** Opening DATA SECTION block **

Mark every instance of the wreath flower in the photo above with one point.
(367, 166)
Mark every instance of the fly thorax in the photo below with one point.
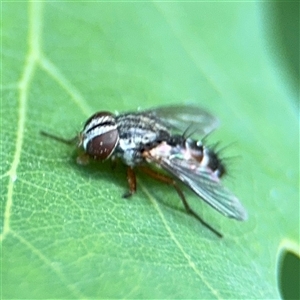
(100, 135)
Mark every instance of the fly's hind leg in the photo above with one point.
(172, 182)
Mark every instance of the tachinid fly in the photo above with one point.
(158, 137)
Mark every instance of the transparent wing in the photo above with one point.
(206, 185)
(185, 118)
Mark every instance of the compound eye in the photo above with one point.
(100, 135)
(102, 146)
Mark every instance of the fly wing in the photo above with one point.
(185, 119)
(206, 185)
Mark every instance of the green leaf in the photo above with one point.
(66, 230)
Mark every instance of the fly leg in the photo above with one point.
(172, 182)
(131, 178)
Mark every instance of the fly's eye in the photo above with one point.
(100, 135)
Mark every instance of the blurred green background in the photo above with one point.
(66, 231)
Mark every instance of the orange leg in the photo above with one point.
(131, 178)
(172, 182)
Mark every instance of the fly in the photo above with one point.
(157, 137)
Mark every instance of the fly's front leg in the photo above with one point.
(131, 178)
(172, 182)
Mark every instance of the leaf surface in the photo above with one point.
(66, 230)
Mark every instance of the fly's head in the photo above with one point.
(99, 136)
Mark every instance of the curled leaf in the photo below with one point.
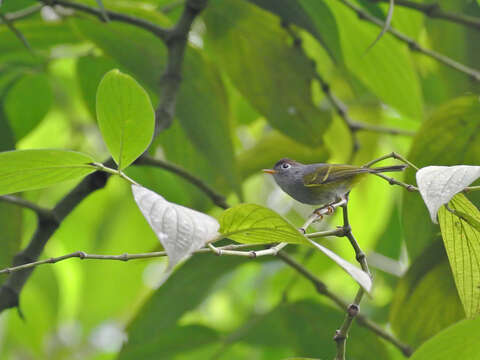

** Closing DATA SECTION block **

**TASK DESCRIPTION**. The answer should consist only of the lines from the one with "Mark every instance of the green" through the last line of the material above, copied exactly, with no pictures.

**RESPONSE**.
Mark every instance of the green leaf in the photo above with one point.
(66, 230)
Mark every instance of the fly leg in the photo above with one point.
(172, 182)
(131, 178)
Mark every instance of the fly's eye in the photo above with one point.
(100, 135)
Mark every instance of the blurred green background in the photo above with one point.
(66, 231)
Mark every instance of the orange leg in the photo above with one point.
(131, 178)
(172, 182)
Mark every instance of the fly in the photo above with one point.
(157, 137)
Mark every instance of the fly's front leg in the photo above with one point.
(131, 178)
(172, 182)
Mark every instance of the leaf surface in the photo above with one point.
(66, 230)
Mark every instance of the fly's head in the photo above with one point.
(99, 136)
Mark every instance of the curled leaf in the photo below with one point.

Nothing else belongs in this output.